■ How to complete this task: Copy exactly the lines of the data below that run from the line holding "Each instance of the pleated" through the line holding "Target: round serving plate", both ends included.

Data to examine below:

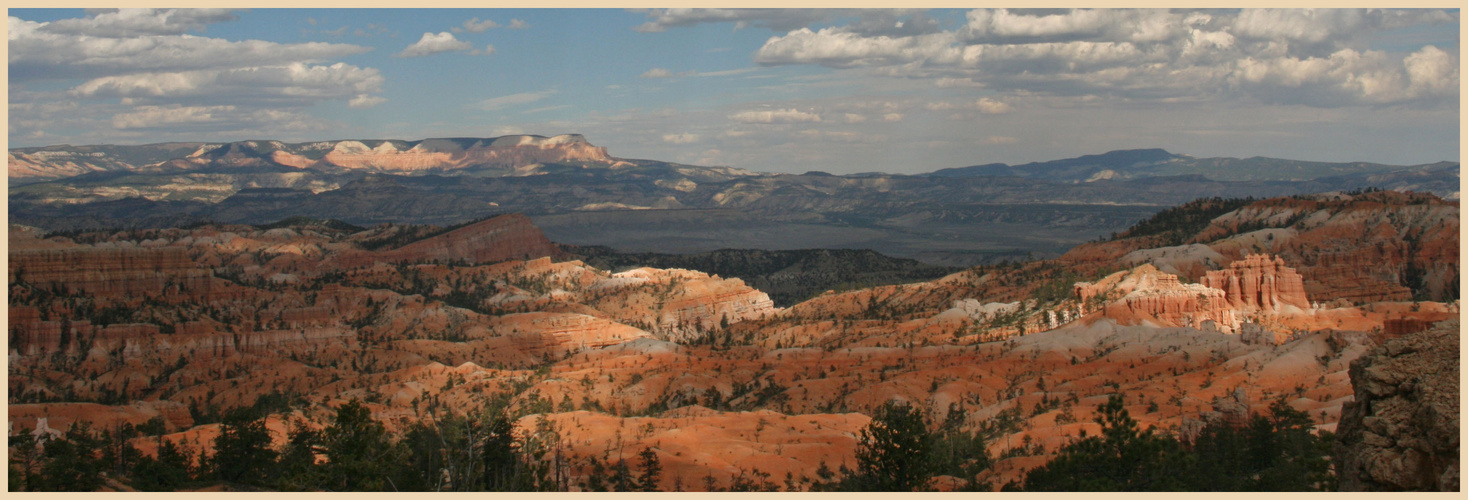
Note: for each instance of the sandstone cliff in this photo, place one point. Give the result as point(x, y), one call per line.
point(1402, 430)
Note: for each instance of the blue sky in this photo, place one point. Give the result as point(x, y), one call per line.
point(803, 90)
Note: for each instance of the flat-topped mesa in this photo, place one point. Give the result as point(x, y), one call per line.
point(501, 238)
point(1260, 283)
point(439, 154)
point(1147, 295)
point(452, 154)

End of Data to examine.
Data to examine below:

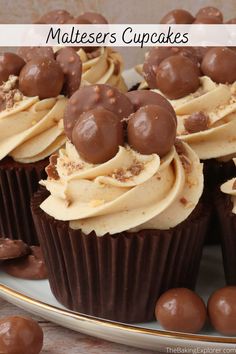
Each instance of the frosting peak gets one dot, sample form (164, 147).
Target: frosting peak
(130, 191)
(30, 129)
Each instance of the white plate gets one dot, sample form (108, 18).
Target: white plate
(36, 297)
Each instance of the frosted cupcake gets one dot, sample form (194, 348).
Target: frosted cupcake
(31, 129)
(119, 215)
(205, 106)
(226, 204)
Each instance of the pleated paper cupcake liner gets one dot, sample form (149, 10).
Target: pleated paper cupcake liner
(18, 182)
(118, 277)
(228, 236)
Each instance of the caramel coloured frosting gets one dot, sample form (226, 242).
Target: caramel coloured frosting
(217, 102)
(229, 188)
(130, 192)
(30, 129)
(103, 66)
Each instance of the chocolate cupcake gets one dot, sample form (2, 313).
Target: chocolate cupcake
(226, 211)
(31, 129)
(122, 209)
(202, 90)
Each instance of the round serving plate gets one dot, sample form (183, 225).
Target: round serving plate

End of Data to examine.
Data to examine below:

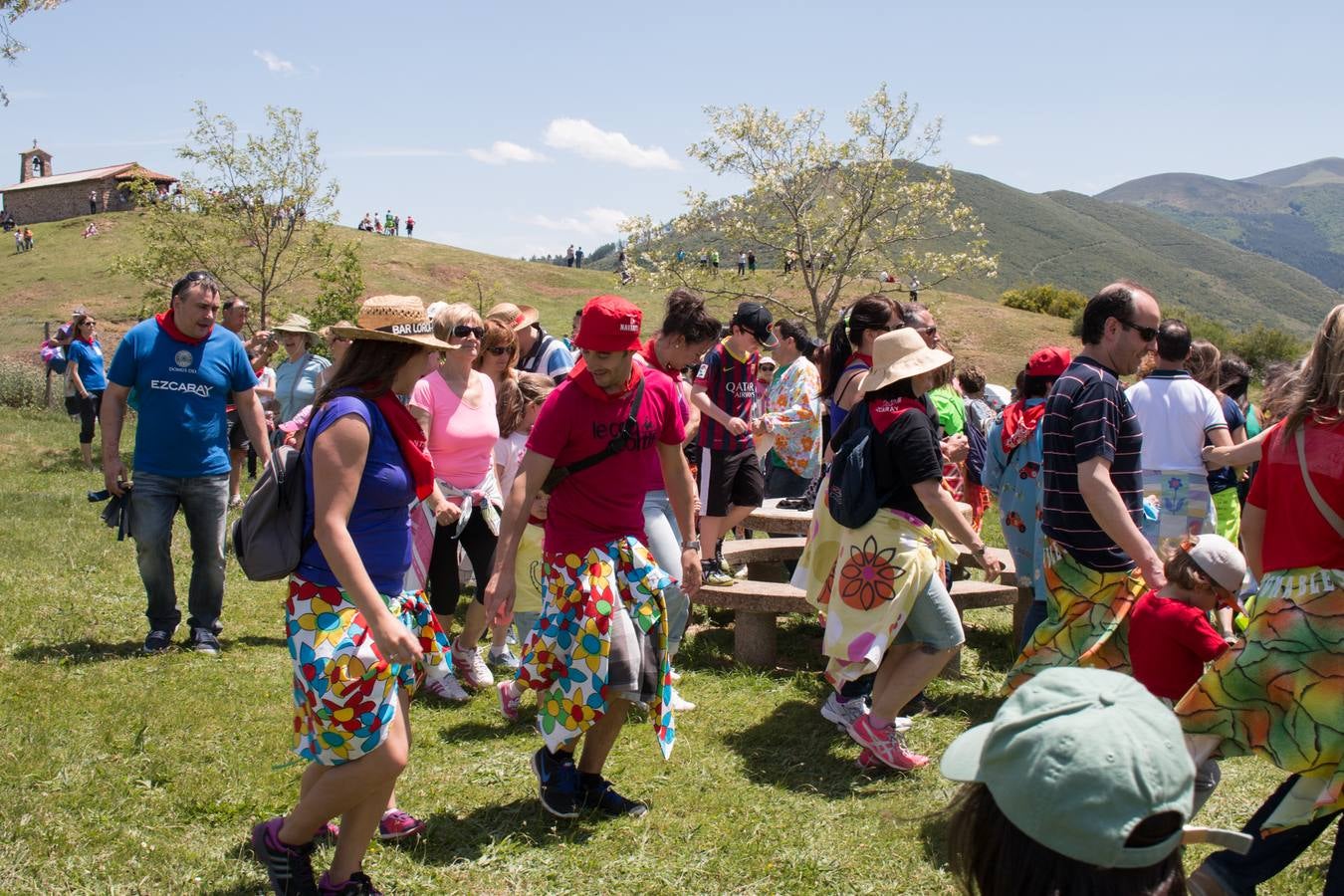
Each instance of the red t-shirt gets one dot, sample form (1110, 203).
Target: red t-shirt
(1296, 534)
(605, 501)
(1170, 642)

End of Data to examine.

■ Finished task:
Each instance of the pleated paper cupcake liner gets one dot, sample form (149, 10).
Target: pleated paper cupcake liner
(18, 182)
(118, 277)
(228, 236)
Each instance of the caramel coloured frosting gets one dot, sample form (226, 242).
Target: caramel coloured frosting
(217, 102)
(229, 188)
(130, 192)
(30, 129)
(103, 66)
Each instance of the chocolate cupcake gets one dot, sample form (2, 313).
Target: chocolate cupcake
(226, 211)
(31, 129)
(122, 209)
(202, 90)
Each instance of the round serving plate gets one dot, sample form (183, 225).
Target: round serving plate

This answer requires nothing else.